Provided entries =>
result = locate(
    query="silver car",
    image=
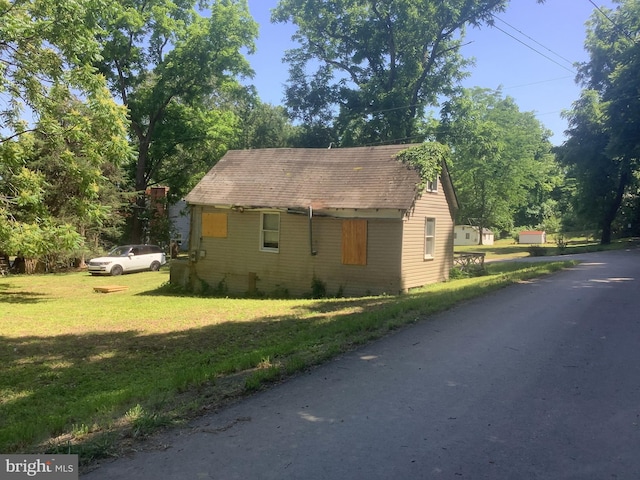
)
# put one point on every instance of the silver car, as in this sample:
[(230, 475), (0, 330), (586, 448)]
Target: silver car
[(128, 258)]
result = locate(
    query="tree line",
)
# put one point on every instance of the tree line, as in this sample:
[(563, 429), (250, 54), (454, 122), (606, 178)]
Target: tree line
[(102, 99)]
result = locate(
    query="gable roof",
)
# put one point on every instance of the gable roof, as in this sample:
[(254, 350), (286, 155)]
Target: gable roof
[(361, 177)]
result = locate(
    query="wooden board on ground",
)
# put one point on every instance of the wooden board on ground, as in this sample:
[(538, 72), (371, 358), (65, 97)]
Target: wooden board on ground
[(110, 288)]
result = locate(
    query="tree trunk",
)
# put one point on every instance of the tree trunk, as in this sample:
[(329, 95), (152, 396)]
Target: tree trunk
[(141, 188), (611, 213)]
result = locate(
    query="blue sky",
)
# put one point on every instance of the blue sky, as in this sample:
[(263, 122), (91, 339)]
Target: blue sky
[(545, 86)]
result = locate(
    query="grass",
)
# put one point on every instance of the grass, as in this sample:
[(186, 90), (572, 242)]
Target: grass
[(508, 248), (88, 373)]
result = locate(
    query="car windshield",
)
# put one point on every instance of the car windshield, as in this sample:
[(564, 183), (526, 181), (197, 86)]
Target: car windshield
[(119, 252)]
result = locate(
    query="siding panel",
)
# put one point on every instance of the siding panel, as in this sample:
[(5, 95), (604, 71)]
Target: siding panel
[(231, 261)]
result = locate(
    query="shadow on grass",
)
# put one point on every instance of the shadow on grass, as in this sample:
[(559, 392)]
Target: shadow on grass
[(75, 393)]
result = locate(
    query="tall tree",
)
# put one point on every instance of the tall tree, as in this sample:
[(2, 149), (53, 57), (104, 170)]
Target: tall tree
[(378, 64), (57, 188), (167, 61), (55, 107), (500, 155), (603, 146)]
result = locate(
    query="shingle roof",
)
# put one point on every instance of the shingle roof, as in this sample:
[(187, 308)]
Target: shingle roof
[(362, 177)]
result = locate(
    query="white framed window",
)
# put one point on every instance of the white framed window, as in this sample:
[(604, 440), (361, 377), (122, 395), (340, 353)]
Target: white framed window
[(429, 238), (270, 232)]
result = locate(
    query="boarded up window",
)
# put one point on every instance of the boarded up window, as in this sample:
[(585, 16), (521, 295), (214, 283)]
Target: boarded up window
[(214, 225), (270, 232), (354, 242)]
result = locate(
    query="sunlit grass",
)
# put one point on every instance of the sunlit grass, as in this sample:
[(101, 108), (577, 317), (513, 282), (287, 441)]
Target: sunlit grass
[(510, 249), (81, 371)]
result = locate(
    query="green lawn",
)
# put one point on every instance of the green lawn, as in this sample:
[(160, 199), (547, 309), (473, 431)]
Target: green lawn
[(509, 249), (87, 373)]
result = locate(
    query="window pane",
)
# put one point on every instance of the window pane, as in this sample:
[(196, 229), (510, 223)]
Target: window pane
[(429, 237), (270, 240), (270, 221)]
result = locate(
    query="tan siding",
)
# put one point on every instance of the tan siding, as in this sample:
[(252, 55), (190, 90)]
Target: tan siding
[(416, 270), (231, 260)]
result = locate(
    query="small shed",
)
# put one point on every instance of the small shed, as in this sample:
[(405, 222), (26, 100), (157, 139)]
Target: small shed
[(470, 235), (354, 220), (532, 237)]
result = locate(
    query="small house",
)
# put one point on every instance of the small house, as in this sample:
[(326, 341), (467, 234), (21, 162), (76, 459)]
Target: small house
[(532, 237), (470, 235), (349, 221)]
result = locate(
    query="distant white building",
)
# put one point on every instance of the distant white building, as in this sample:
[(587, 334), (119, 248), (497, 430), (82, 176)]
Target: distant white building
[(470, 235), (532, 237)]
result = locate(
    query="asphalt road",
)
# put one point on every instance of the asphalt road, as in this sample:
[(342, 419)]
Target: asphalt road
[(537, 381)]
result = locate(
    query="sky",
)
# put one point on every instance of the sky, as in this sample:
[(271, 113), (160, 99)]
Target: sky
[(541, 81)]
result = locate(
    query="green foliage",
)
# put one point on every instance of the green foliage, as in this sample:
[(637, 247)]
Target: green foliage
[(603, 148), (318, 288), (502, 159), (427, 159), (175, 66), (367, 70)]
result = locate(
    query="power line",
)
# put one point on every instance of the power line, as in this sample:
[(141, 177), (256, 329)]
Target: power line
[(537, 51)]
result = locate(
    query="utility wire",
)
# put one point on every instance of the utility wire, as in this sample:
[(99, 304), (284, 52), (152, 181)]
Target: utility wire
[(534, 40), (537, 51)]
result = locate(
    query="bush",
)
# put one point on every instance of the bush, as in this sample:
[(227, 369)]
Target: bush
[(537, 251)]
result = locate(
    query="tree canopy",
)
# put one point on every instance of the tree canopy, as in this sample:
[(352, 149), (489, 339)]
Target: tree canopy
[(365, 71), (603, 146)]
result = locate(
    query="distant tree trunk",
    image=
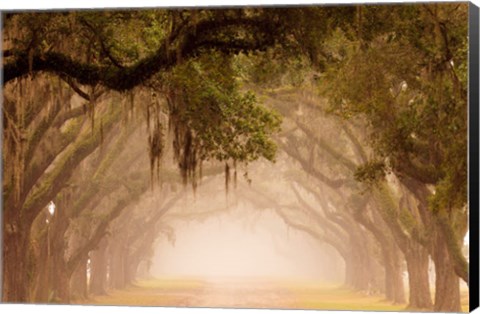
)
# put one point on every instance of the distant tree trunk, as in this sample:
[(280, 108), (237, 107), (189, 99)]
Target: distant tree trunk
[(447, 283), (15, 255), (78, 282), (419, 287), (99, 270), (42, 285), (394, 288), (117, 267)]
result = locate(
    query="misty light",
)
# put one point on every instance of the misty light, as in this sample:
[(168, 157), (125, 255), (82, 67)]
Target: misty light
[(51, 208)]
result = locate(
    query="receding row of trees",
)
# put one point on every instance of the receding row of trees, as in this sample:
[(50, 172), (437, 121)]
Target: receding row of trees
[(374, 105)]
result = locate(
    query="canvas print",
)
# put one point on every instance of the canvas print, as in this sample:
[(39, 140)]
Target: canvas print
[(302, 157)]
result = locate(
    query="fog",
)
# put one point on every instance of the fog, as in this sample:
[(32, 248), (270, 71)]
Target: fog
[(242, 243)]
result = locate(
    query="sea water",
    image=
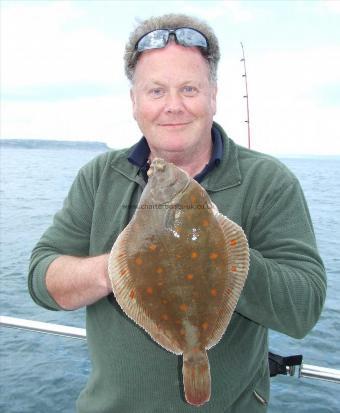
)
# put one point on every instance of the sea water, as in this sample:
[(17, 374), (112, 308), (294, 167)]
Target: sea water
[(41, 373)]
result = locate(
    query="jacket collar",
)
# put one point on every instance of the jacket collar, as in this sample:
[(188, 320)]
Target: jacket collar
[(225, 175)]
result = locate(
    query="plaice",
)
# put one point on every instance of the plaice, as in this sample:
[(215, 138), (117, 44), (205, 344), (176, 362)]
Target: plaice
[(178, 269)]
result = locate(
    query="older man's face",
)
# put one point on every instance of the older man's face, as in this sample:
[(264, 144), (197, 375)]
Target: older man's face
[(173, 100)]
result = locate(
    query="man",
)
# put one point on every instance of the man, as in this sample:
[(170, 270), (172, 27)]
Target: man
[(173, 92)]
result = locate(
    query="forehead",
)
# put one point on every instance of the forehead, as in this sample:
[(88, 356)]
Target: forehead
[(172, 61)]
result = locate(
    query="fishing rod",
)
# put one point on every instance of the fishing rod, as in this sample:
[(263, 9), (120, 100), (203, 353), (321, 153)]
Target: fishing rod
[(246, 96), (278, 364)]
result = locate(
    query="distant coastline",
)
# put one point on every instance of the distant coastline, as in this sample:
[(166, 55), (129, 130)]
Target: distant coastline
[(52, 144)]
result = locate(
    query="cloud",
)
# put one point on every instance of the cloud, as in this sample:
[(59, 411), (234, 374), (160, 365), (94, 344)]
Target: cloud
[(212, 10), (51, 48)]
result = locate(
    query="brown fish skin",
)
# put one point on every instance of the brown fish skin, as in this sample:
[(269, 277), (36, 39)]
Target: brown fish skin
[(180, 274)]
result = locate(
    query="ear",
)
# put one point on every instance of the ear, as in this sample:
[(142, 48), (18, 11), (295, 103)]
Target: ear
[(133, 101), (213, 98)]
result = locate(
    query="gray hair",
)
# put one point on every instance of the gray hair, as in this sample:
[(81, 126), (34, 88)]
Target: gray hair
[(172, 21)]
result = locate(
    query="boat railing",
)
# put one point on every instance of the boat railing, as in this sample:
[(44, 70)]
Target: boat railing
[(303, 371)]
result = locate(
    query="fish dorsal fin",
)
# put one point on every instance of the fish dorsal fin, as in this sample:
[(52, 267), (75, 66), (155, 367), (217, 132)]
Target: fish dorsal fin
[(123, 287), (237, 251)]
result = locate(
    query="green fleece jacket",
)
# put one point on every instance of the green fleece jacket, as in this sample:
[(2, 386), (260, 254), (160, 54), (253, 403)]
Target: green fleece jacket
[(285, 289)]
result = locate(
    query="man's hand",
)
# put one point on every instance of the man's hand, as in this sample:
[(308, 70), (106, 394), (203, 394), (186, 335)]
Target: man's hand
[(75, 282)]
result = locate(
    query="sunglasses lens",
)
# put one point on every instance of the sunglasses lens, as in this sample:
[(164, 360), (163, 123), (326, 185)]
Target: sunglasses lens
[(190, 37), (154, 40)]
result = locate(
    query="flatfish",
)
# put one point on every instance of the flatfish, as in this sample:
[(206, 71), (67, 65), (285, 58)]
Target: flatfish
[(178, 269)]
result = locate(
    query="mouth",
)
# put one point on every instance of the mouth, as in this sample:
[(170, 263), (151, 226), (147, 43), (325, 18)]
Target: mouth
[(174, 125)]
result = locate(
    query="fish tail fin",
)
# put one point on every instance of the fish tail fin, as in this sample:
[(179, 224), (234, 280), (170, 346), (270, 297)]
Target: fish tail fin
[(196, 377)]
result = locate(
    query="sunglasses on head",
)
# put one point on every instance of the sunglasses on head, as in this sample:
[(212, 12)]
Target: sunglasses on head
[(159, 38)]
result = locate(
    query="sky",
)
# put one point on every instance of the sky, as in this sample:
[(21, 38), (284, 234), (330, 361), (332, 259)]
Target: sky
[(62, 74)]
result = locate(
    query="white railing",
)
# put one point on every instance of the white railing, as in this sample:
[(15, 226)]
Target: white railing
[(305, 370)]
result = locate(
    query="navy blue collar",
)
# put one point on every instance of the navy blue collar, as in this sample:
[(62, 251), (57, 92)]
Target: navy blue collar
[(140, 152)]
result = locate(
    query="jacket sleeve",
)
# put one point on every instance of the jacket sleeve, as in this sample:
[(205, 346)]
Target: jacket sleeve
[(286, 285), (68, 235)]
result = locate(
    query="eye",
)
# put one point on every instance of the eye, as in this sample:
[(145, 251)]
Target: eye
[(189, 90), (156, 92)]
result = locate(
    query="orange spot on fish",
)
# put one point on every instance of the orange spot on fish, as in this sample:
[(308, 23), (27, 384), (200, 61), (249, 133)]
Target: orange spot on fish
[(138, 261), (205, 325), (205, 223), (183, 307), (213, 292)]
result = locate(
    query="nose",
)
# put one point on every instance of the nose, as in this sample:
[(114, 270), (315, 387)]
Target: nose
[(173, 103)]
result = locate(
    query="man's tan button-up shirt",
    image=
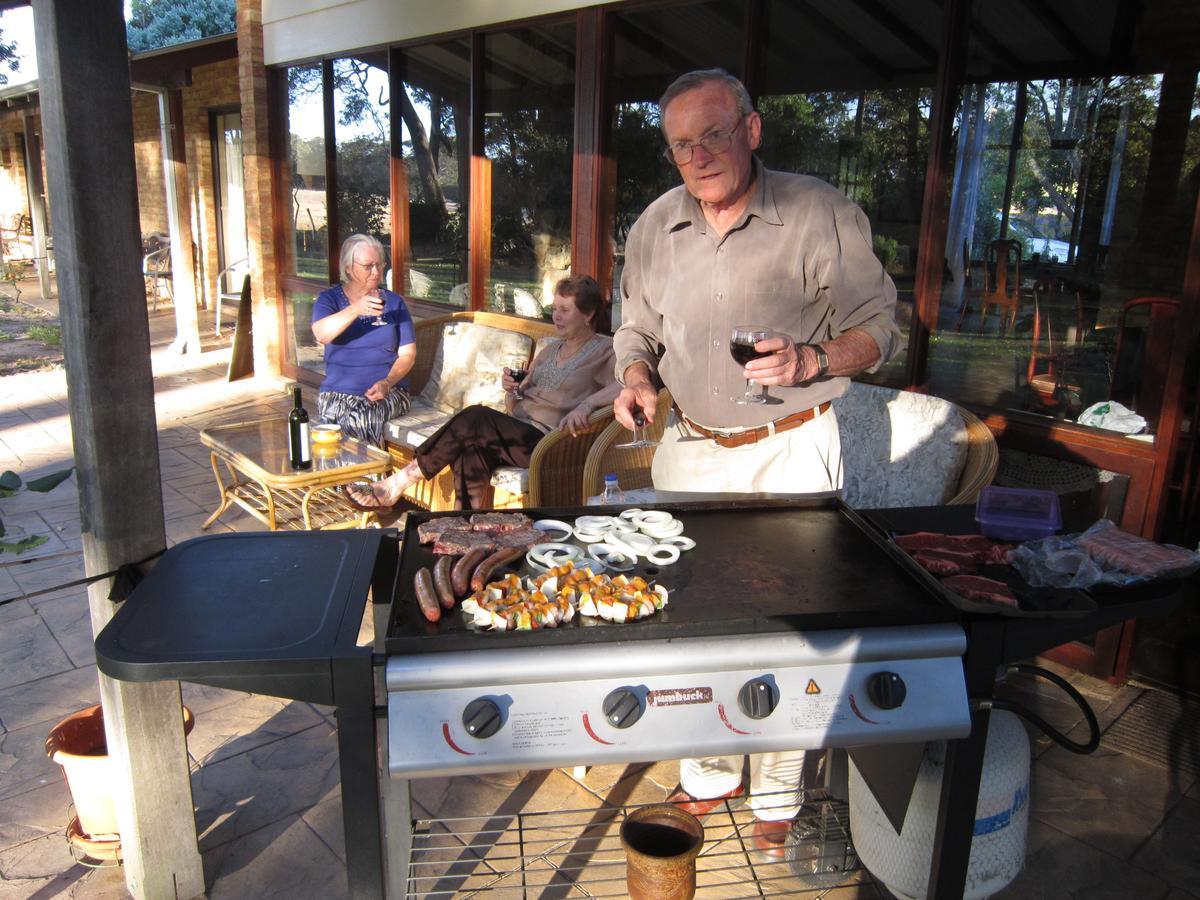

Goal of the exercise =>
Swap "tree line" for "row of trees" in everything from the start of the entries down to the line containing "[(102, 99)]", and give those lines again with nothing else changed. Leave the pictures out.

Solution below =>
result = locate(
    query="silver car",
    image=
)
# put one point on every instance of the silver car, as in this sample:
[(230, 475), (0, 330), (586, 448)]
Target: silver car
[(128, 258)]
result = locate(
    query="row of trees",
)
# put one point on every instance of the row of trees, as in this sample:
[(563, 429), (250, 54), (454, 122), (606, 178)]
Target: row of trees
[(102, 99)]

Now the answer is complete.